▸ Tarefa proposta A:
Transcreva na íntegra o texto sobre a visita oficial da Relatora Especial à Argentina, sem alterar nenhuma palavra.
+++ Texto para leitura
A Relatora Especial para o Direito à Moradia visitou oficialmente a Argentina entre os dias 13 e 21 de abril de 2011, y agradece ao governo, à equipe do País das Nações Unidas, à sociedade civil argentina e à Aliança Internacional de Habitantes por sua mobilização e participação na visita.
Várias evidências sugerem que, em muitos casos, as remoções estariam violando os padrões internacionais que tratam do tema, contrariamente ao que é estabelecido pelo Comentário Geral Nº 7 do Comitê de Direitos Econômicos, Sociais e Culturais.

Relatora Especial sobre una vivienda adecuada como elemento integrante del derecho a un nivel de vida adecuado, y sobre el derecho a la no discriminación en este contexto - Visita Oficial a la Republica Argentina, 13-21 de Abril del 2011

 Relatora Especial para o Direito à Moradia Adequada como elemento integrante do direito a um padrão de vida adequado, e sobre o direito à não discriminação neste contexto - Visita Oficial à Republica Argentina, 13-21 de Abril de 2011

Observações e conclusões preliminares Tradução não Oficial

A Relatora Especial para o Direito à Moradia Adequada Raquel Rolnik visitou oficialmente a República Argentina entre os dias 13 e 21 de abril de 2011, a convite do governo argentino.
A Relatora Especial agradece ao governo da Argentina pelo convite e pelo apoio dado ao longo da visita. Ela expressa também sua gratidão à equipe do País das Nações Unidas pela cooperação e à sociedade civil argentina e à Aliança Internacional de Habitantes por sua mobilização e participação na visita.
++++++
▸ Tarefa proposta B:
Filtre os registros abaixo e copie todas as linhas que contêm a palavra "white".
+++ Material fornecido
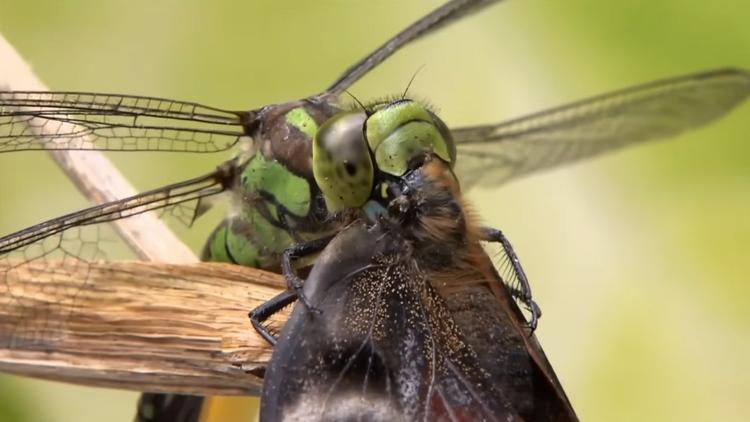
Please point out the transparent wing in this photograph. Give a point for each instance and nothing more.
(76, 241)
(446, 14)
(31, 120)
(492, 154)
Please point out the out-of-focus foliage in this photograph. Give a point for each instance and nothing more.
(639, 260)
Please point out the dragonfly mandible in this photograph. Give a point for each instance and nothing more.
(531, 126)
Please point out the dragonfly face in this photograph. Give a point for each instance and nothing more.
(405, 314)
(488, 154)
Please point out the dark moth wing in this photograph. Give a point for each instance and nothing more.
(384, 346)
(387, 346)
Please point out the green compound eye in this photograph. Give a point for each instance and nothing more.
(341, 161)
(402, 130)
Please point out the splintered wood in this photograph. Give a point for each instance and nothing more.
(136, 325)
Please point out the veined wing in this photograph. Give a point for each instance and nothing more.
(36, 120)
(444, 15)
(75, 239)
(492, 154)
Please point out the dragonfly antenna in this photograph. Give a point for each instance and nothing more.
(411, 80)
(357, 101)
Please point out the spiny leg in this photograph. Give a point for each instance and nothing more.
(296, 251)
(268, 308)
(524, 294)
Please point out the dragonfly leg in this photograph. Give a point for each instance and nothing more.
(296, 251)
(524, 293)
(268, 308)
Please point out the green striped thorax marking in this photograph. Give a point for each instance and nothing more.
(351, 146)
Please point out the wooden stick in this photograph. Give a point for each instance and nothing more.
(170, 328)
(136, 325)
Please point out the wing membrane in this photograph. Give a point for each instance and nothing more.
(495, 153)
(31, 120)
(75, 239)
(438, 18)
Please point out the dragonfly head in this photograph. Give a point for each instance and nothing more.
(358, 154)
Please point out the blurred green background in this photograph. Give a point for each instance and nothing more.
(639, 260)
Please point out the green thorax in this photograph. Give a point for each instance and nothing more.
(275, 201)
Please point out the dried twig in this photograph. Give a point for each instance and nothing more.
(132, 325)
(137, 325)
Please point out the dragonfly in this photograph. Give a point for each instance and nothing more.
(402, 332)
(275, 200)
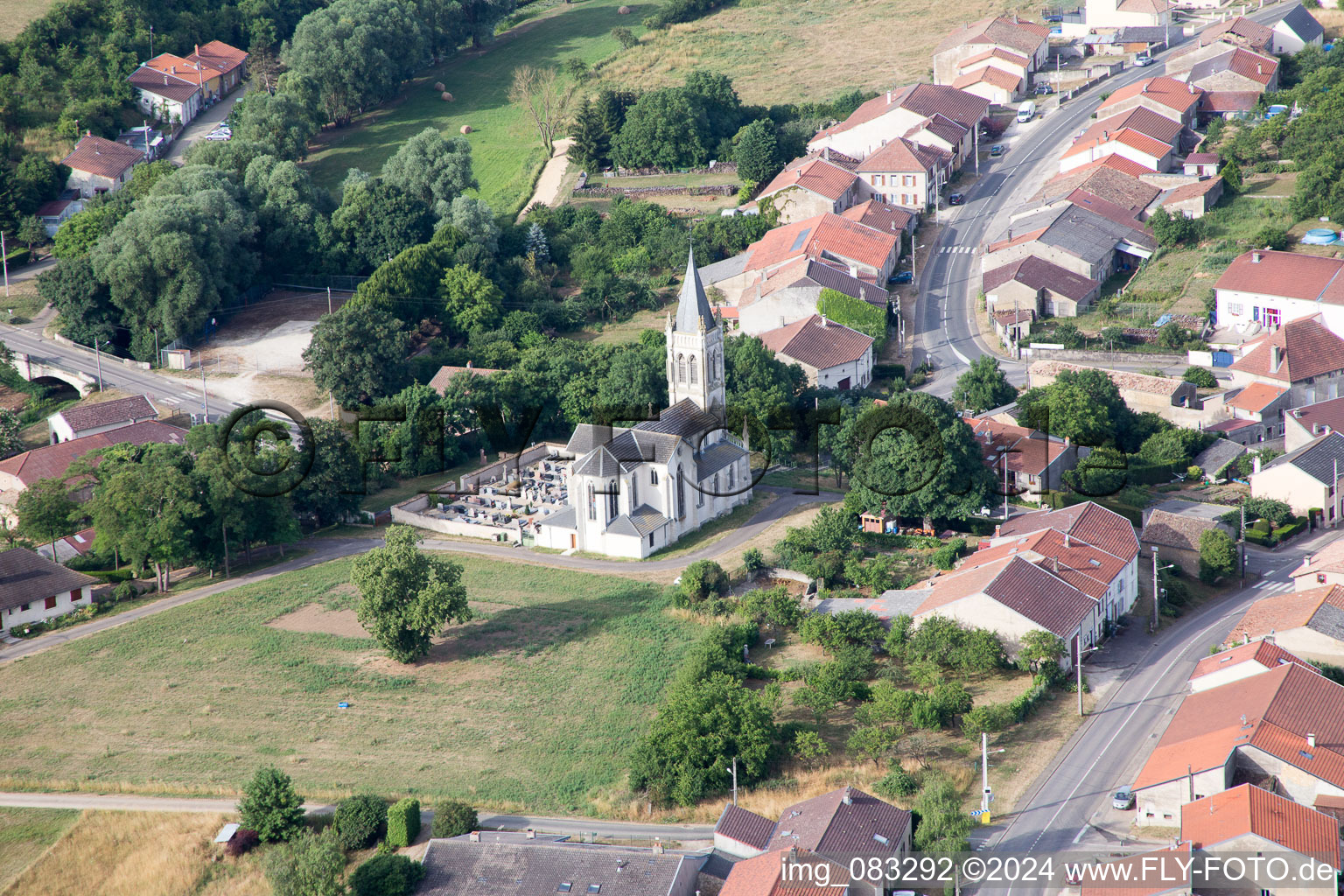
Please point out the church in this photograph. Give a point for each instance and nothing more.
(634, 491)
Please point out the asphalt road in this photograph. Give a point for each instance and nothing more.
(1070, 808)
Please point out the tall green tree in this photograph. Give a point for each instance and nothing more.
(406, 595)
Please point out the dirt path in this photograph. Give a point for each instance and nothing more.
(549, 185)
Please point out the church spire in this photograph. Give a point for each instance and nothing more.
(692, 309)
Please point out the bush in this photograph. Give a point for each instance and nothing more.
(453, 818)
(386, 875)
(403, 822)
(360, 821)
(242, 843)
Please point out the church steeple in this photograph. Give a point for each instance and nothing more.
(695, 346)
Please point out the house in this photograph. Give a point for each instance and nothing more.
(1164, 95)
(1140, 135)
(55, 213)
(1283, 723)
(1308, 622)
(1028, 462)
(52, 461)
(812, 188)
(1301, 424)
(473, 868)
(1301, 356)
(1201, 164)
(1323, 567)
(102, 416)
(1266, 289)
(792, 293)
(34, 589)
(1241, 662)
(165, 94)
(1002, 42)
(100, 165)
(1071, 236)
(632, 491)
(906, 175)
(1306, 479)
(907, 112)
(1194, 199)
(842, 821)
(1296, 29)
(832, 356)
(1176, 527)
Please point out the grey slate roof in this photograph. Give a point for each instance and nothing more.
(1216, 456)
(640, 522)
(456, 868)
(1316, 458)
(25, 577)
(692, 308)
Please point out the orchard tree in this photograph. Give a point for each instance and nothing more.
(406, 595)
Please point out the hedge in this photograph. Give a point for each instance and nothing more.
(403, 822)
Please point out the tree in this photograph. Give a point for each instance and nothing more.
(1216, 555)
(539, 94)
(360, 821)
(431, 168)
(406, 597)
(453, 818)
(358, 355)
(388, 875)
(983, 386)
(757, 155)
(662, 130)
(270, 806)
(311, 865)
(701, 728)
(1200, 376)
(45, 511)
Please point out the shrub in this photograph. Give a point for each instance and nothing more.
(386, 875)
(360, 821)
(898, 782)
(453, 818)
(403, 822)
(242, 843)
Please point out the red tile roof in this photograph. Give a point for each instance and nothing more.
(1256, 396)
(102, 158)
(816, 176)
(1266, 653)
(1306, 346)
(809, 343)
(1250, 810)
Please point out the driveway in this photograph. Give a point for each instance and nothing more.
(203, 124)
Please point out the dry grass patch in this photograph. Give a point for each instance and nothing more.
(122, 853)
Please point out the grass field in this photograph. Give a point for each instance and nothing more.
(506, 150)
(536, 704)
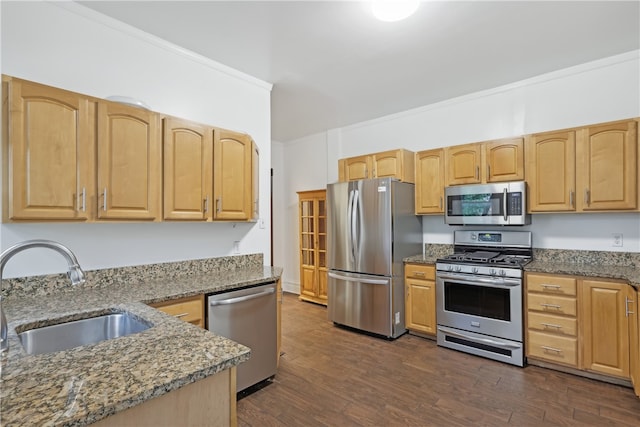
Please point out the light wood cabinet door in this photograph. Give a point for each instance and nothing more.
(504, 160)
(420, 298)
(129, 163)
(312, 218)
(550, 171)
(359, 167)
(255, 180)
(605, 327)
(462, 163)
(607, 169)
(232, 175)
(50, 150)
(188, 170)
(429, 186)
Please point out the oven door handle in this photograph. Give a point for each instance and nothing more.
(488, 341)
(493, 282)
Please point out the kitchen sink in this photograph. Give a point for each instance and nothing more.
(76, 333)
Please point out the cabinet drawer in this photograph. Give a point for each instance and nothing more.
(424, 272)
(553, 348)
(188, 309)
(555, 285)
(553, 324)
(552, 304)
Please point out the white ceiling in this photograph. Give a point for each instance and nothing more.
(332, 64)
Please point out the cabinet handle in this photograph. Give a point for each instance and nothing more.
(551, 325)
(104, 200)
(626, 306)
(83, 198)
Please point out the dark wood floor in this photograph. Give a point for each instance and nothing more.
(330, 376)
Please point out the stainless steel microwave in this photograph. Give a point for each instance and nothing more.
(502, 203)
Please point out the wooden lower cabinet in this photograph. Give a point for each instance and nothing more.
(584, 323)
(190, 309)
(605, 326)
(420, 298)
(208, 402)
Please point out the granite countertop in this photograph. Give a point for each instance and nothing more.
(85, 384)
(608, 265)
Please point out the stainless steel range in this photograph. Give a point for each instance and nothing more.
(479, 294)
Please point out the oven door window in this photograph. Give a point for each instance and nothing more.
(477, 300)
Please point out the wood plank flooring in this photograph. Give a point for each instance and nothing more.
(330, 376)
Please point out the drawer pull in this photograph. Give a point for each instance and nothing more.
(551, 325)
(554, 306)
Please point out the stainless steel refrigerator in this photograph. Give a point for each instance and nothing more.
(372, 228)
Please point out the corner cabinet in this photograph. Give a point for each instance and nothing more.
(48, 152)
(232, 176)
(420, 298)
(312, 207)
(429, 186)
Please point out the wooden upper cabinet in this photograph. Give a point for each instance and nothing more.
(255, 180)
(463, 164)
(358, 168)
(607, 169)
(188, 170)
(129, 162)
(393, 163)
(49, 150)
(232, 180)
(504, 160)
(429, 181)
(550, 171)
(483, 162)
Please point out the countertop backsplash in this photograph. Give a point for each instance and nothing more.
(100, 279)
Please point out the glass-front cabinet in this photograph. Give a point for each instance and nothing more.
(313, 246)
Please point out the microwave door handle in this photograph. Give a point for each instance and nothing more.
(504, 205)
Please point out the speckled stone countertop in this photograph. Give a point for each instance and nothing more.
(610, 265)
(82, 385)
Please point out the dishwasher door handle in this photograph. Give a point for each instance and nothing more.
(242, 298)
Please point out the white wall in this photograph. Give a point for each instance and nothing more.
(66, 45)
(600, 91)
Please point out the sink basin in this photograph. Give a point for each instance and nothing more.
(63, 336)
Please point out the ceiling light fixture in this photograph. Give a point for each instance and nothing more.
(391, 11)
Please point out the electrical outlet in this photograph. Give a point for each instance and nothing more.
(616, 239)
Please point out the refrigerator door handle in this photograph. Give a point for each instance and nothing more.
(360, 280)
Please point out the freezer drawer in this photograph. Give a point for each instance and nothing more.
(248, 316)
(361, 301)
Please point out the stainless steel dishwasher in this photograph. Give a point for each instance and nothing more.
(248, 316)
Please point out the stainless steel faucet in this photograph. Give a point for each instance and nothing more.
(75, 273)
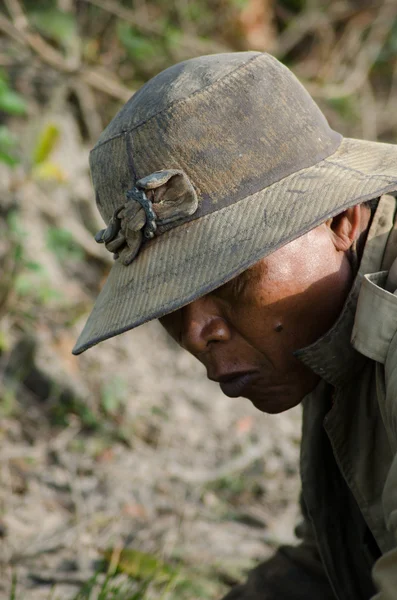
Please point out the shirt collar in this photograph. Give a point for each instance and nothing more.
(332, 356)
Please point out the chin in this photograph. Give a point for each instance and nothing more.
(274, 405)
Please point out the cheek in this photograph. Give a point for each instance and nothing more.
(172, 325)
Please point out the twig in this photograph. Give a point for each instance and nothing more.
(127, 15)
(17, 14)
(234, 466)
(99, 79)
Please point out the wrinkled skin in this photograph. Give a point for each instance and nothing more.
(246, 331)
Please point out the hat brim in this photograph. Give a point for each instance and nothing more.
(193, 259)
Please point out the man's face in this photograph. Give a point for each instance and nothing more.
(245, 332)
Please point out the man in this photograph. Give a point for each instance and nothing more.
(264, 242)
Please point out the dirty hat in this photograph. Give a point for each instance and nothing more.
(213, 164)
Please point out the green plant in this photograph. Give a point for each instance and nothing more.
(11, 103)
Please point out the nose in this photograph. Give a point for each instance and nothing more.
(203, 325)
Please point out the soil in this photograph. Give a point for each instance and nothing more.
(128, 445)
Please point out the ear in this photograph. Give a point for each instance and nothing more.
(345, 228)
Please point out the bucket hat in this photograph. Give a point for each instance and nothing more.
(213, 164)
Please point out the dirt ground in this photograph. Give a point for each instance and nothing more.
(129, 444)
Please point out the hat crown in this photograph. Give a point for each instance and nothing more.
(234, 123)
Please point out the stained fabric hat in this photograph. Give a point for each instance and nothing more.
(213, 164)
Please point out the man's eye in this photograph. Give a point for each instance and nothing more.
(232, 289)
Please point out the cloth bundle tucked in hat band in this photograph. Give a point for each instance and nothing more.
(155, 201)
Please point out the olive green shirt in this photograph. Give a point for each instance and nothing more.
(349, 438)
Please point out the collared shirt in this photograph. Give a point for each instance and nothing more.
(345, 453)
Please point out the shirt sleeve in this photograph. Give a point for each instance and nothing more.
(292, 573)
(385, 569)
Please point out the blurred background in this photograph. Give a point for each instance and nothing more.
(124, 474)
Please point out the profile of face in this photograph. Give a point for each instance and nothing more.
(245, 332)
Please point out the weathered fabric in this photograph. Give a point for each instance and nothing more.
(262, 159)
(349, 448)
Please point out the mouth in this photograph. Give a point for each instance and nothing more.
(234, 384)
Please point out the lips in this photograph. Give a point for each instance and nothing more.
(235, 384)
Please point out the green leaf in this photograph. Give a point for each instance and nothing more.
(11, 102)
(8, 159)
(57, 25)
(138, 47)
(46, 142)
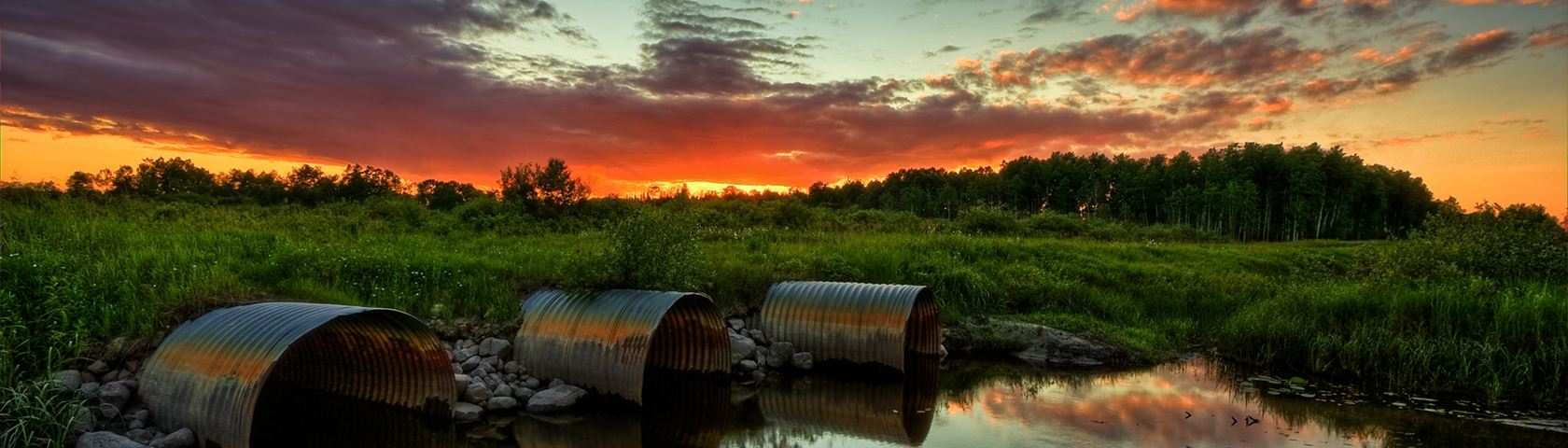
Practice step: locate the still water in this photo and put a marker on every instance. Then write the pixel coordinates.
++++++
▸ Resposta completa A:
A Relatora Especial para o Direito à Moradia visitou oficialmente a Argentina entre os dias 13 e 21 de abril de 2011, y agradece ao governo, à equipe do País das Nações Unidas, à sociedade civil argentina e à Aliança Internacional de Habitantes por sua mobilização e participação na visita.
Várias evidências sugerem que, em muitos casos, as remoções estariam violando os padrões internacionais que tratam do tema, contrariamente ao que é estabelecido pelo Comentário Geral Nº 7 do Comitê de Direitos Econômicos, Sociais e Culturais.

Relatora Especial sobre una vivienda adecuada como elemento integrante del derecho a un nivel de vida adecuado, y sobre el derecho a la no discriminación en este contexto - Visita Oficial a la Republica Argentina, 13-21 de Abril del 2011

 Relatora Especial para o Direito à Moradia Adequada como elemento integrante do direito a um padrão de vida adequado, e sobre o direito à não discriminação neste contexto - Visita Oficial à Republica Argentina, 13-21 de Abril de 2011

Observações e conclusões preliminares Tradução não Oficial

A Relatora Especial para o Direito à Moradia Adequada Raquel Rolnik visitou oficialmente a República Argentina entre os dias 13 e 21 de abril de 2011, a convite do governo argentino.
A Relatora Especial agradece ao governo da Argentina pelo convite e pelo apoio dado ao longo da visita. Ela expressa também sua gratidão à equipe do País das Nações Unidas pela cooperação e à sociedade civil argentina e à Aliança Internacional de Habitantes por sua mobilização e participação na visita.

▸ Resposta completa B:
Please point out the white ceiling in this photograph. Give a point for each instance and nothing more.
Please point out the white wall in this photograph. Give a point for each instance and nothing more.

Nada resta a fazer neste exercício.